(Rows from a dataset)
▬▬▬▬▬▬▬▬▬▬

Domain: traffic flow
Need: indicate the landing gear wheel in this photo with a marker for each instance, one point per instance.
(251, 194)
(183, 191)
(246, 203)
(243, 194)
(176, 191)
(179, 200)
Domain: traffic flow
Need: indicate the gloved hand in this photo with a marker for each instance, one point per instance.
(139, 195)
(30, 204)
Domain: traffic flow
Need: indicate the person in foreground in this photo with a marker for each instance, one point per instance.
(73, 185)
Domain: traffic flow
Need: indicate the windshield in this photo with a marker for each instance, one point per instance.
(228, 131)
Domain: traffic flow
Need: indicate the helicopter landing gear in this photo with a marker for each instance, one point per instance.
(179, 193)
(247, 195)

▬▬▬▬▬▬▬▬▬▬

▸ **Brief**
Rewrite the data above with "traffic flow" replaced by "air traffic" throughout, changing nothing else.

▸ **Finished task**
Domain: air traffic
Need: indicate the landing gear wheel in this photo with a marker for each instance, one point per instance.
(251, 194)
(183, 191)
(246, 203)
(243, 194)
(176, 191)
(179, 200)
Domain: air traffic
Need: indicate the gloved hand in this photo with a marker for each instance, one point per instance.
(139, 195)
(30, 204)
Domain: air traffic
Need: indicate the person in foreground in this photo with a marker for each instance, one point per instance.
(73, 185)
Domain: air traffic
Need: indicate the windshield in this photo with a marker for each instance, one point per instance.
(228, 131)
Domain: air traffic
Need: indicate the helicopter landing gear in this photo with a marker for each instance, one point per instance.
(179, 193)
(247, 195)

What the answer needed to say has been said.